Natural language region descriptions

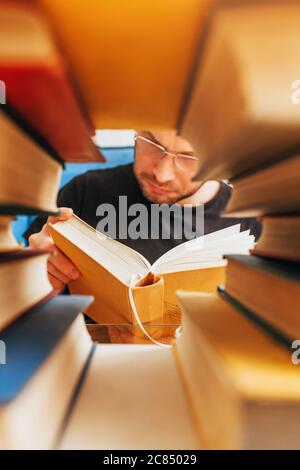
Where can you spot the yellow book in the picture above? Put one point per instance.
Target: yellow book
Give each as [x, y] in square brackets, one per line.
[242, 385]
[223, 385]
[8, 241]
[111, 271]
[241, 111]
[132, 60]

EXERCISE OBJECTIVE >>
Repeat all entries exactly, pictures excluded.

RESPONSE >>
Where can you spot the yellow book in the picture above? Put one point per instance.
Target: yellow book
Give each as [x, y] in square brackets, one per line.
[242, 385]
[223, 385]
[8, 241]
[111, 271]
[241, 111]
[132, 60]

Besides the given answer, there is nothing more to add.